> _PROBLEM DETAILS_
Find every line in the records below that holds the word "refrigerator", and copy each one.

> _TASK INPUT_

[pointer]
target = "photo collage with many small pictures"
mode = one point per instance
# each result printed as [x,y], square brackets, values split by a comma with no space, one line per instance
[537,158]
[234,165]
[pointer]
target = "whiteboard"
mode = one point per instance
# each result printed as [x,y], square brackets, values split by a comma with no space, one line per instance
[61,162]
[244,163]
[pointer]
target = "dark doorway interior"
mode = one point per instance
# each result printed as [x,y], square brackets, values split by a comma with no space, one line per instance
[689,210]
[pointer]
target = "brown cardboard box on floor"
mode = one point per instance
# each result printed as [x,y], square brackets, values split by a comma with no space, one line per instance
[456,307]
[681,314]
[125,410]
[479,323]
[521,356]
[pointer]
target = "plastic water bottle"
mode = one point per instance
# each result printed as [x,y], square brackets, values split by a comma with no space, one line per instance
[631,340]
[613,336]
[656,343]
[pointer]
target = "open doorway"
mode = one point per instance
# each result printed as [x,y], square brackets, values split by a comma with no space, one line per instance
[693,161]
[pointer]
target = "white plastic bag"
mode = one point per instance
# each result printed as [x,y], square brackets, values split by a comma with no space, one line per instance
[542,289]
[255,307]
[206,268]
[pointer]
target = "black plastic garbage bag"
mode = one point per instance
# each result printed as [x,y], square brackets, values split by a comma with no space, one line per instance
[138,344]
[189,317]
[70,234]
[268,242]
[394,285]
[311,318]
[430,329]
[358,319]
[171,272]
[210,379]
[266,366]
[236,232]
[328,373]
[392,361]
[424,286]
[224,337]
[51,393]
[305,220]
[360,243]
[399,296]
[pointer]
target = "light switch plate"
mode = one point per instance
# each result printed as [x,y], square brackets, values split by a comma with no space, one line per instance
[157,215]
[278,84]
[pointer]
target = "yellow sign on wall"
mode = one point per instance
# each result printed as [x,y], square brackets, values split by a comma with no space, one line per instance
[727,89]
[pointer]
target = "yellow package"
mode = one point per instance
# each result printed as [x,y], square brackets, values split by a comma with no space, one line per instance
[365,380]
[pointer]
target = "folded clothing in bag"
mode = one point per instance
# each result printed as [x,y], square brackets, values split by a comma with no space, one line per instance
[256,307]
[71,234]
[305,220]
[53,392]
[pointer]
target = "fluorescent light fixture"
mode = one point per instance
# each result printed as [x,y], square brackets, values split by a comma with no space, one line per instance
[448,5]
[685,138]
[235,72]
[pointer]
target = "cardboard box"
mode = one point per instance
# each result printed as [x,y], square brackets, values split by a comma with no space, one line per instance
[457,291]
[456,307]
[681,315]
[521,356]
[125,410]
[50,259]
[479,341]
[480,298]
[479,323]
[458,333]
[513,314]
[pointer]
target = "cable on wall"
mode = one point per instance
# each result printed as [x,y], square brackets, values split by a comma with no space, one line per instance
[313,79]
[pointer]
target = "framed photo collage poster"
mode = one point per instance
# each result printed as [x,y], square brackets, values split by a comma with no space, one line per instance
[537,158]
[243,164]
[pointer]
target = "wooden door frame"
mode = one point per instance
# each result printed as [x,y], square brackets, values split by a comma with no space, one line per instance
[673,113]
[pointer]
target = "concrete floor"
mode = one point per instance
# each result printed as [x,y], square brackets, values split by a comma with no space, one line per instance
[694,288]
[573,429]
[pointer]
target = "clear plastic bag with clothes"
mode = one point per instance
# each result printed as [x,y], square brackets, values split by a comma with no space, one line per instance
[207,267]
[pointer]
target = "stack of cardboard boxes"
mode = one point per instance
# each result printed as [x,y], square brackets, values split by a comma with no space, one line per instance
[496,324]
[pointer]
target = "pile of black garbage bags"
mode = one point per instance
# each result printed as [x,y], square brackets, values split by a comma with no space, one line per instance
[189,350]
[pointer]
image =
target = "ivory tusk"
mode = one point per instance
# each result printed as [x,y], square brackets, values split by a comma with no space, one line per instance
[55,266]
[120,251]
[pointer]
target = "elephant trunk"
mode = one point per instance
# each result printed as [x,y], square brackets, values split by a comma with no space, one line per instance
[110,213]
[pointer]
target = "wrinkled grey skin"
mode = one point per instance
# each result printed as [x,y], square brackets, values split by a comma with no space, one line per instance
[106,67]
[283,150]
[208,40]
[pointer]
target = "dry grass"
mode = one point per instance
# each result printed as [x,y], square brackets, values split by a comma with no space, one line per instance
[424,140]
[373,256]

...

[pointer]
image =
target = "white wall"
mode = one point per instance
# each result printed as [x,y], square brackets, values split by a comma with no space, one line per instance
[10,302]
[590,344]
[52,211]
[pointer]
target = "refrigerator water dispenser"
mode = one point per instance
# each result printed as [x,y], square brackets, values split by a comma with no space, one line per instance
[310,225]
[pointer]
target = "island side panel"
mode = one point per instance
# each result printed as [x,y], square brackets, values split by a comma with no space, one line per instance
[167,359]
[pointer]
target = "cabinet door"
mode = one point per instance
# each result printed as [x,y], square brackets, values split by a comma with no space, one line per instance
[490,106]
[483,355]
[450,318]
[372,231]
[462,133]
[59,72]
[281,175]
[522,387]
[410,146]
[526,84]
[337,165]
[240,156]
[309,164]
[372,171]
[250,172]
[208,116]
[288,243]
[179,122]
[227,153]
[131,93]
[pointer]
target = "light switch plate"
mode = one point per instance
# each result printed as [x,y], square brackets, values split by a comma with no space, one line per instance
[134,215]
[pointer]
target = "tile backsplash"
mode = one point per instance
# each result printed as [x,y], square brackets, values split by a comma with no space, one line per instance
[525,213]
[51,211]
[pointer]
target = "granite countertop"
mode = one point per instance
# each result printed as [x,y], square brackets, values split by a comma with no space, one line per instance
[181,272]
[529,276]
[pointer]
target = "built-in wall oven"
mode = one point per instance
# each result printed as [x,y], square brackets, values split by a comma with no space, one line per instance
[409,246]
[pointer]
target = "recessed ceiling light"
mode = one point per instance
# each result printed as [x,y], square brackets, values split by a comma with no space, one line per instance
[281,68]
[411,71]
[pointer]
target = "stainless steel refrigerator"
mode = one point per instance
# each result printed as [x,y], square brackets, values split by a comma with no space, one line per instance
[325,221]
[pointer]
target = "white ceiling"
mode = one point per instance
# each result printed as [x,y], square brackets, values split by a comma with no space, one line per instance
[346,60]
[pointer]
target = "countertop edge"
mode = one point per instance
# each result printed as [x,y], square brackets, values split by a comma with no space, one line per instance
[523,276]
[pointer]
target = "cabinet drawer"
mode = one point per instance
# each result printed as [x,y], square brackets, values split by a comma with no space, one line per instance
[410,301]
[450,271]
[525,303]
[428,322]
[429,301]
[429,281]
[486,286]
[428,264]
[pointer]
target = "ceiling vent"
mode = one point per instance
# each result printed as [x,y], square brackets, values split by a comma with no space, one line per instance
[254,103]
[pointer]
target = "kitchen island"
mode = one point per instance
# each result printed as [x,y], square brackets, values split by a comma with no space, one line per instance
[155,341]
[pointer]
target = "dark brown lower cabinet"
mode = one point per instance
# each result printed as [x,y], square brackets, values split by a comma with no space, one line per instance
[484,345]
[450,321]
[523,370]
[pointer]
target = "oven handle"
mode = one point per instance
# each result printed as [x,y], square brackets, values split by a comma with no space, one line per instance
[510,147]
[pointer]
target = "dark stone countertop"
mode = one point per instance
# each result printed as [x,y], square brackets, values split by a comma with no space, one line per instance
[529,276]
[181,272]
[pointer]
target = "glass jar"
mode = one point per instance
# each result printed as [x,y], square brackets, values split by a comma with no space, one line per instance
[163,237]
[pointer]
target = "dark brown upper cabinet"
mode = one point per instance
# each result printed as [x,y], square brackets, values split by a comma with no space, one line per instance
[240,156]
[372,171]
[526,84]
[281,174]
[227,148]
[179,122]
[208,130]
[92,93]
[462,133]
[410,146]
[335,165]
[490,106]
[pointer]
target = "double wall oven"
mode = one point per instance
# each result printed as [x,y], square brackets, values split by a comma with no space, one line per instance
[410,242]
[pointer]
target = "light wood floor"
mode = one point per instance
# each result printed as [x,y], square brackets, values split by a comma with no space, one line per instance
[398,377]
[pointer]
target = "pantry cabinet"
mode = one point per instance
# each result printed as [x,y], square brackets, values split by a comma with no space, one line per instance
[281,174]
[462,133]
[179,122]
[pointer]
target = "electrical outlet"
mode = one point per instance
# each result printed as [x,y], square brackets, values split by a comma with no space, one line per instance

--

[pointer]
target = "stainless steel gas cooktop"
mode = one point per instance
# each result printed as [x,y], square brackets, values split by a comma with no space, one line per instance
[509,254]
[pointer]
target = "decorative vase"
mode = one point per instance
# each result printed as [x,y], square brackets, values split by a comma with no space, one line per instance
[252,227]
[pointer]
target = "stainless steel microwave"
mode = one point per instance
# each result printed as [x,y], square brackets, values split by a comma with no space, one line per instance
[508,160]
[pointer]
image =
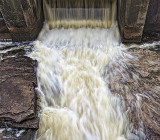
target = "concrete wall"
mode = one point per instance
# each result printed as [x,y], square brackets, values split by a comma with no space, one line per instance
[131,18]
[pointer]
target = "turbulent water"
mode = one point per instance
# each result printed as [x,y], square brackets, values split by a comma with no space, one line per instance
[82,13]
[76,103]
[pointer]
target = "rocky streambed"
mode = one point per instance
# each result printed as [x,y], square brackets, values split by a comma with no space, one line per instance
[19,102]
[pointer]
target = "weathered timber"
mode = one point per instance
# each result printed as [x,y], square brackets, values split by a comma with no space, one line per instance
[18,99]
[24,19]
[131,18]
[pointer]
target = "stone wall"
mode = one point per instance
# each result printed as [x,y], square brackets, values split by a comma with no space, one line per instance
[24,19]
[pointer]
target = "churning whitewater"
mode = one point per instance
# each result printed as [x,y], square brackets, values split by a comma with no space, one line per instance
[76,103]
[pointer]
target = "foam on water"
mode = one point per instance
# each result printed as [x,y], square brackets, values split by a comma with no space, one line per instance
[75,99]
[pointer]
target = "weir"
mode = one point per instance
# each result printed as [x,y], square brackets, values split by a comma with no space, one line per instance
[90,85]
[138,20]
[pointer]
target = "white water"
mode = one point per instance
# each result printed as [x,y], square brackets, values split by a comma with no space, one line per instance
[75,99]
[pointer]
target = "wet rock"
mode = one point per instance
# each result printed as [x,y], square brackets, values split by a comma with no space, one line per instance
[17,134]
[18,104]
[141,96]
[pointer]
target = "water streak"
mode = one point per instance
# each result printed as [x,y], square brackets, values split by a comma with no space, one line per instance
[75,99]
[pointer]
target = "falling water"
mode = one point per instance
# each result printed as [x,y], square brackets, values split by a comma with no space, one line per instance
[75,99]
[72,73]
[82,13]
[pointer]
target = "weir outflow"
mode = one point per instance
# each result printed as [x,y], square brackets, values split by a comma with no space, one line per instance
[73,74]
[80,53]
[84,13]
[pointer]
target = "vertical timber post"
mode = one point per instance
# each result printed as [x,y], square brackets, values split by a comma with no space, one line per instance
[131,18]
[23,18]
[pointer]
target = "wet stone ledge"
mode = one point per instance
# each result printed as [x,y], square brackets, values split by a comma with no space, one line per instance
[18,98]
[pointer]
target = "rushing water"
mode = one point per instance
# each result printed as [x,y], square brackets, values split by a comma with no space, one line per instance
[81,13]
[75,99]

> _EXERCISE SOLUTION_
target = "refrigerator water dispenser"
target = "stainless steel refrigerator"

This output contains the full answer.